Answer these about the forum thread on skill groups below:
1. What skill group and rating appear in the example?
2. What specialization is listed under negotiation?
3. According to the reply, what must happen to a skill group before you can specialize one of its skills, and in which stage of character generation can that be done?

» SOURCE EXCERPT:
○ ○ ○ ○ ○
Help - Search - Members - Calendar
Full Version: SR5: Skillgroups and specializations
Dumpshock Forums > Discussion > Shadowrun
Noll
Can you take specializations for skills inside a skillgroup during CHARGEN, spending 1 skill point for it?

Example:

INFLUENCE 6
--negotiation (bargaining)
Isath
No, you need to break up the skillgroup first. As far as I know this can only be done in the Karma stage of the chargen.
Shinobi Killfist
Ask yourself this.

Does it somehow make skills even worse? If the answer is yes chances are that is what they went with in SR 4-5 the attribute editions.

Seriously, they cost as much to boost as attributes and you still have to break them up to make them even less cost effective to specialize. I really want to know the reasoning on this, the lack of cost differential between skill groups and attributes is insane. What were the maths they were working with here?
○ ○ ○ ○ ○
» SUPPLIED MATERIAL:
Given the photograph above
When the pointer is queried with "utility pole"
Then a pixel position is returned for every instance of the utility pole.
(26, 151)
○ ○ ○ ○ ○
» RESPONSE:
1. Influence, at rating 6.
2. Bargaining.
3. The skill group must be broken up first, which can only be done in the Karma stage.